> **Prompt**: Convert the records below into a JSON list of strings, one string per line and no blank lines, starting with the line that contains "Find the man in white" and going through the line that contains "[(745, 806)]". Include both of those lines and no others.
══════════
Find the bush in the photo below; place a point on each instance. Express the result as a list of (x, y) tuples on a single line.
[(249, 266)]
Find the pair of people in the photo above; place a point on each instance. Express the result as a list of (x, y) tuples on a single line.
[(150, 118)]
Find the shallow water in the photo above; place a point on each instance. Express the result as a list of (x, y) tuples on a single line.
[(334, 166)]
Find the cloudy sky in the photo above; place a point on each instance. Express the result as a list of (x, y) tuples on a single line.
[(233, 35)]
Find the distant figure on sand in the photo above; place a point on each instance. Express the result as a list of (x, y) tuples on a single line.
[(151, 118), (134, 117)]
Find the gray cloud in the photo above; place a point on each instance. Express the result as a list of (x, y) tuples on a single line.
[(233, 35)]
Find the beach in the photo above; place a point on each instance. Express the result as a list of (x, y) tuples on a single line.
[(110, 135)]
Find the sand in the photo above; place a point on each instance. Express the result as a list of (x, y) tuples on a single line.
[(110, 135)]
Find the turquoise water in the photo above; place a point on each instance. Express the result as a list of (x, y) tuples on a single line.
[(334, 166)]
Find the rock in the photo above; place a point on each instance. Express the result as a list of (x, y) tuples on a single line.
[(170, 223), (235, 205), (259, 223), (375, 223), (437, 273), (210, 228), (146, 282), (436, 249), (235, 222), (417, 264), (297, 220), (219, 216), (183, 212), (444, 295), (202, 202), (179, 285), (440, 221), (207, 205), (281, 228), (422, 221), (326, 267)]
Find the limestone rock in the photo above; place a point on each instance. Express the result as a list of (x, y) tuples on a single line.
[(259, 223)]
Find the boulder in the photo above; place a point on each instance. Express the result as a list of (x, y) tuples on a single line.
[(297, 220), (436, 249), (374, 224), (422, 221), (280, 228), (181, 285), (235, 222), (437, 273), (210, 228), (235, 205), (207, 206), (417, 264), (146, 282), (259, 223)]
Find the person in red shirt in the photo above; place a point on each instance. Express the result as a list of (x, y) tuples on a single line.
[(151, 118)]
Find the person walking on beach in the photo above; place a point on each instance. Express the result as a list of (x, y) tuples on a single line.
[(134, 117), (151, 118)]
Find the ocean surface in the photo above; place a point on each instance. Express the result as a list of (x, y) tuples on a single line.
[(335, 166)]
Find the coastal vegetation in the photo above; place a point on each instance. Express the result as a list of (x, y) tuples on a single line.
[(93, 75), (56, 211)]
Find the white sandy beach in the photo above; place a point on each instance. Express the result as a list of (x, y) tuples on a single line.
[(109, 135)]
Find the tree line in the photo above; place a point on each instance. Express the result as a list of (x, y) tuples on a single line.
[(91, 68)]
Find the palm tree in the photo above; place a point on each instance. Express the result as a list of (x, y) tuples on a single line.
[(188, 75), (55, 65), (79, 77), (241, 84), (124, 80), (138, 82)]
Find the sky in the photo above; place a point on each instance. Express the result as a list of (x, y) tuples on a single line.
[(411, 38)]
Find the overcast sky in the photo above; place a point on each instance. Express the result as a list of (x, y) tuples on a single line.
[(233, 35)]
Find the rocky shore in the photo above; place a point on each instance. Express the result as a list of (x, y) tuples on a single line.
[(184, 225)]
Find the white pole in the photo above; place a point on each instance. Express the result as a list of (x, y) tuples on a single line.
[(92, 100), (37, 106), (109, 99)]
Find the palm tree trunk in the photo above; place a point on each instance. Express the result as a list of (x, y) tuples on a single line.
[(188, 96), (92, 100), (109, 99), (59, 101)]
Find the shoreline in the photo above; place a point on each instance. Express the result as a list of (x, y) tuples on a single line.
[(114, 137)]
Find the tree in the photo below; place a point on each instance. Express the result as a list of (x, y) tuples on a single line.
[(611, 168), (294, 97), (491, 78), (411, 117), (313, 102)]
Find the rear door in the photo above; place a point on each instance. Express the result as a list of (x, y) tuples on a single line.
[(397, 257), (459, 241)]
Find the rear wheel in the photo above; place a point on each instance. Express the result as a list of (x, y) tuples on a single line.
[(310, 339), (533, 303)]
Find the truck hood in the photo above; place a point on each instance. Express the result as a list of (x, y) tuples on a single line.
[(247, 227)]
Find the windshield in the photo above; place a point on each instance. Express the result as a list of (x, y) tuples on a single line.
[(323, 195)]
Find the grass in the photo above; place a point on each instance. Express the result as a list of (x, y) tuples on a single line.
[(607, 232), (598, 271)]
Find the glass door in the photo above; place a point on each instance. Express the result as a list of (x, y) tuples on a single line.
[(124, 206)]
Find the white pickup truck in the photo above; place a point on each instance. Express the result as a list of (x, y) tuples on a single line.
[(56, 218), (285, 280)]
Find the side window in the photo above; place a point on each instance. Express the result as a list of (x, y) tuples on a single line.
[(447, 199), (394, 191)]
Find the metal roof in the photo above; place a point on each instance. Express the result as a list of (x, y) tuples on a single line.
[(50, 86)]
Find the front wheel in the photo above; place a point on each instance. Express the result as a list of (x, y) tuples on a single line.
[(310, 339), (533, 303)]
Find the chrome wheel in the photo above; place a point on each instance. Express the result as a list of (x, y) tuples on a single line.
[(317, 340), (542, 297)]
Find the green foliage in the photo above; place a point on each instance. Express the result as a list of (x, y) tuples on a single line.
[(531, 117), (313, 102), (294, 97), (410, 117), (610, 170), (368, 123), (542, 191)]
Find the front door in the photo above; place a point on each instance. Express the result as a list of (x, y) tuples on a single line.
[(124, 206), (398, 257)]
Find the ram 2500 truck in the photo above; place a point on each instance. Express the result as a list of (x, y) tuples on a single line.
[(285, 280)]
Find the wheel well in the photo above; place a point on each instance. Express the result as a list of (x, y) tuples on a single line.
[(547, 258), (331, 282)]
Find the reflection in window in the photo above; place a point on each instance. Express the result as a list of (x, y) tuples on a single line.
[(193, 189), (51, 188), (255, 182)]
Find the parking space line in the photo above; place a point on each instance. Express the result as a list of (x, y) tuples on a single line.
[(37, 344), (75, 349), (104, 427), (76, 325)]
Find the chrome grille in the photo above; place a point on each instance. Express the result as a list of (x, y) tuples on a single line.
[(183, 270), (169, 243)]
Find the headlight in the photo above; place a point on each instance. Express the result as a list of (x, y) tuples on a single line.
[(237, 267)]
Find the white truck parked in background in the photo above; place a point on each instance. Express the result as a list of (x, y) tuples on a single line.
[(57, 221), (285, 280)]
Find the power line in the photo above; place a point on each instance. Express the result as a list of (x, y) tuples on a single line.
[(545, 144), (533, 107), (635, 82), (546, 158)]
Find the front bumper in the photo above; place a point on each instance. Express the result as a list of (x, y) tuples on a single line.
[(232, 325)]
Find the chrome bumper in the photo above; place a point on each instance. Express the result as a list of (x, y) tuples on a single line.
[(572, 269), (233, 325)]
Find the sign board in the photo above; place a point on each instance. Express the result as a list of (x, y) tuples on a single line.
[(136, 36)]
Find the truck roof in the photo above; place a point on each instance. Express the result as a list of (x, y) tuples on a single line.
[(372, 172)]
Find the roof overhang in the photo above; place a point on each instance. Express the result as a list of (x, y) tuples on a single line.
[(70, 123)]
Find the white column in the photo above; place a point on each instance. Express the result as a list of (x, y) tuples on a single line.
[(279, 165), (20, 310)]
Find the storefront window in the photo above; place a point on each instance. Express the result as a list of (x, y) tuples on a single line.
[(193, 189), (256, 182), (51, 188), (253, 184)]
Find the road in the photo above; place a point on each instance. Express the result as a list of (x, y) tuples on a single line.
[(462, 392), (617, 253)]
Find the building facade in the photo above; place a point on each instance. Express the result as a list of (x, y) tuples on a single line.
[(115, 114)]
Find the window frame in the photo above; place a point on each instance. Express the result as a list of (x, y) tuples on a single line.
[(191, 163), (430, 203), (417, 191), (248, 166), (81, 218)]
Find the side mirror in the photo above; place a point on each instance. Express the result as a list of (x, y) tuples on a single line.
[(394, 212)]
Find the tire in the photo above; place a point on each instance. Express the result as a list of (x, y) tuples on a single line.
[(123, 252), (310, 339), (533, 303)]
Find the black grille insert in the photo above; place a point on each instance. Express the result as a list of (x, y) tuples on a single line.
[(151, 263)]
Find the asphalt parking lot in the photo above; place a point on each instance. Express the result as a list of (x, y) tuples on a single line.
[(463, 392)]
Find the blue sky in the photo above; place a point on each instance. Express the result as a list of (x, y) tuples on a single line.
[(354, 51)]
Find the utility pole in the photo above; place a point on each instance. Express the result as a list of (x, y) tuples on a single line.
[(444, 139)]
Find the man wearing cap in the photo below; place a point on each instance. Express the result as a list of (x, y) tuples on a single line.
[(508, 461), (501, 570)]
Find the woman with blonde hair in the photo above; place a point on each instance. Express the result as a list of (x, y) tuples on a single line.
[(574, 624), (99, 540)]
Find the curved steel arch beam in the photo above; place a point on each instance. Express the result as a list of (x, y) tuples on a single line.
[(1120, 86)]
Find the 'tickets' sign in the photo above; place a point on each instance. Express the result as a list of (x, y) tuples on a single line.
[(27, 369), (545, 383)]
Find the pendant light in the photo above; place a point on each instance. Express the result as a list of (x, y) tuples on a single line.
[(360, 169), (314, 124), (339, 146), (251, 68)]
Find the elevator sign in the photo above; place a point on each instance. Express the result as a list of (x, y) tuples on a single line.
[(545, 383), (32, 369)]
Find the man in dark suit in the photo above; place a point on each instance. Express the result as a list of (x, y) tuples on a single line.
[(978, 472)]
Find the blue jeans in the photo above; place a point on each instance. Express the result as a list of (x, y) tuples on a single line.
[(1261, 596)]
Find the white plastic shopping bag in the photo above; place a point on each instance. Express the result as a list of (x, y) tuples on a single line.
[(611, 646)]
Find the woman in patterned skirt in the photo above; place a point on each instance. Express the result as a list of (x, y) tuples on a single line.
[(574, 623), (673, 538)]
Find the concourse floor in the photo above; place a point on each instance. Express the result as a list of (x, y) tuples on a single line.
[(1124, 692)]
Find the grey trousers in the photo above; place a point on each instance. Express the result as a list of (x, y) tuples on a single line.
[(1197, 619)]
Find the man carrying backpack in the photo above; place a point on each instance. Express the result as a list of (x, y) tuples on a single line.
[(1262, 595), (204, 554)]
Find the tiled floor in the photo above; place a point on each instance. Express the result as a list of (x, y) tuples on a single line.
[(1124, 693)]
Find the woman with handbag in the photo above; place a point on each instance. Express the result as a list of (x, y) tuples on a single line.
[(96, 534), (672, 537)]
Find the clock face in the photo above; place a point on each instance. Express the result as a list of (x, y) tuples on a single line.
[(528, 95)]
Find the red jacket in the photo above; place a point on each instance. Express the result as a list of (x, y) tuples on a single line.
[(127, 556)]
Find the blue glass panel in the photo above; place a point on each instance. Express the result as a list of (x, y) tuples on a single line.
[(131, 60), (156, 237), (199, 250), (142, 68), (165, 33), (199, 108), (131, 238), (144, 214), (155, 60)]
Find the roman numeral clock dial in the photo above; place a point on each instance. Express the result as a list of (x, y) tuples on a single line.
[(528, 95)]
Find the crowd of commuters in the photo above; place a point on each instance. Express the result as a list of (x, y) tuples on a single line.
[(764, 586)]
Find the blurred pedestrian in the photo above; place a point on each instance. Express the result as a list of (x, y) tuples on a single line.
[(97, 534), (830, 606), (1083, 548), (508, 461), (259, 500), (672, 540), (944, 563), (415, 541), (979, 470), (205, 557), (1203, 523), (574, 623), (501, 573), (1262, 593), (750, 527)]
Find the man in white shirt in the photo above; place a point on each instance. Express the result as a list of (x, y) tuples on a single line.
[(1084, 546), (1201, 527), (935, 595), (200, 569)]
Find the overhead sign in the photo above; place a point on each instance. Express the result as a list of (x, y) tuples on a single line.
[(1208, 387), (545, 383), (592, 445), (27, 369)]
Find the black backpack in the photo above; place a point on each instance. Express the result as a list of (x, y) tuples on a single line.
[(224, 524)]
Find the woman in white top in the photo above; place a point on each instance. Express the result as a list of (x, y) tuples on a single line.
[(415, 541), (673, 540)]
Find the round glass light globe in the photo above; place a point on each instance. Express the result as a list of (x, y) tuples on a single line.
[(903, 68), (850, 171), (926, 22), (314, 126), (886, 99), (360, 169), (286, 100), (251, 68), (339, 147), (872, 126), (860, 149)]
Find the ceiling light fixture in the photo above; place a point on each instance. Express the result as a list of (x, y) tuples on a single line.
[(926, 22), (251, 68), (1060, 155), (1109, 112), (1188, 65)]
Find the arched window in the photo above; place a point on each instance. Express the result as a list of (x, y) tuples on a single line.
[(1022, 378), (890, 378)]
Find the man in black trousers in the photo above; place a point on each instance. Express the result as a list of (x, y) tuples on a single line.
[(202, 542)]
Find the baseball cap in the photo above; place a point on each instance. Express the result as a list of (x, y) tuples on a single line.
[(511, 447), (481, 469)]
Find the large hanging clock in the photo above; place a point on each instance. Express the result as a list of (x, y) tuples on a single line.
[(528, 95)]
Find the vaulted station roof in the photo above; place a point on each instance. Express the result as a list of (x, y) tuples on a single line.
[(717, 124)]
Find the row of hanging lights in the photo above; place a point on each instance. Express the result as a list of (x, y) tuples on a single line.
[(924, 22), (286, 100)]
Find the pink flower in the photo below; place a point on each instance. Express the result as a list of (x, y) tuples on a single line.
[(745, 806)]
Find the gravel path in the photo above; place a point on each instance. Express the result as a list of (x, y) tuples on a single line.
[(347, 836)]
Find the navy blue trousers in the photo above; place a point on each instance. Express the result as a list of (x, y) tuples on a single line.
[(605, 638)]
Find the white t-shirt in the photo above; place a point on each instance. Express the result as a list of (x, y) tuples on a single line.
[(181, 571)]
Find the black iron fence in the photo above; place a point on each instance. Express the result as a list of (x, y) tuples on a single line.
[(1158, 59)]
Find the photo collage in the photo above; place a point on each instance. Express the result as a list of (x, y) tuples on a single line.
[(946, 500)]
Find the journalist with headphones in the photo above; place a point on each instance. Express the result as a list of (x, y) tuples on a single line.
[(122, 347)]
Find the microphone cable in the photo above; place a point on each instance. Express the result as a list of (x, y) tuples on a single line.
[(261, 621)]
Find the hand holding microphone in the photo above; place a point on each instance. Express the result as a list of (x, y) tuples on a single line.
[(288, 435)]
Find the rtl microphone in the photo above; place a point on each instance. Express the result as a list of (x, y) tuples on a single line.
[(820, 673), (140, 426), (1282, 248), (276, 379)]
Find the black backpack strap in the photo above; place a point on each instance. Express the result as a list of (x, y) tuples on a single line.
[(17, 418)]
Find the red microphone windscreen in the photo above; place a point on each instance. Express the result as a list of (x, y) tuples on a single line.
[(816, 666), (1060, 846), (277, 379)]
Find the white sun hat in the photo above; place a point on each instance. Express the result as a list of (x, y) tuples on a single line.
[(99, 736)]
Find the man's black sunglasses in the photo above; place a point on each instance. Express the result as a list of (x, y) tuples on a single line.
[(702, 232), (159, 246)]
══════════
> **Solution to this problem**:
[
  "Find the man in white shirt in the photo above; place a point on each instance. Express the result as a list of (x, y) tuples on a single line.",
  "[(1084, 546), (1201, 527), (935, 595), (200, 569)]",
  "Find the overhead sign in the photo above; place a point on each instance. Express the result as a list of (x, y) tuples on a single line.",
  "[(1208, 387), (545, 383), (592, 445), (27, 369)]",
  "Find the black backpack in the photo above; place a point on each instance. Express the result as a list of (x, y) tuples on a single line.",
  "[(224, 524)]",
  "Find the woman in white top in the photo above; place a point on each instance. Express the result as a list of (x, y) tuples on a single line.",
  "[(415, 541), (673, 540)]",
  "Find the round glass light globe in the photo above; place a point on each instance. Express the result as a list of (x, y) tuples on a single line.",
  "[(903, 68), (850, 171), (926, 22), (314, 126), (886, 99), (360, 169), (286, 100), (251, 68), (339, 147), (872, 126), (860, 149)]",
  "Find the ceiling light fixture in the photo above; place a point on each instance. Express the result as a list of (x, y) tuples on a single line.",
  "[(926, 22), (251, 68), (1060, 155), (1109, 112), (1188, 65)]",
  "Find the arched window in the photo above; place a point on each instance. Express the result as a list of (x, y) tuples on a single line.",
  "[(1022, 378), (890, 378)]",
  "Find the man in black trousers in the photo above; place a point on each instance. Express the result as a list of (x, y) tuples on a single line.",
  "[(202, 542)]",
  "Find the baseball cap in the photo above; place a point on each instance. Express the result as a list of (x, y) tuples on a single line.",
  "[(511, 447), (481, 469)]",
  "Find the large hanging clock in the photo above; place a point on each instance. Express the result as a list of (x, y) tuples on a single line.",
  "[(528, 95)]",
  "Find the vaulted station roof in the photo above; place a point on each instance. Express the result as a list of (x, y) tuples on a single line.",
  "[(717, 124)]",
  "Find the row of hanging lights in the photo above; place a point on each instance. Express the result as a list of (x, y) tuples on a single line.",
  "[(924, 22), (286, 100)]",
  "Find the pink flower in the photo below; place a point on each instance. Express the result as a list of (x, y) tuples on a single line.",
  "[(745, 806)]"
]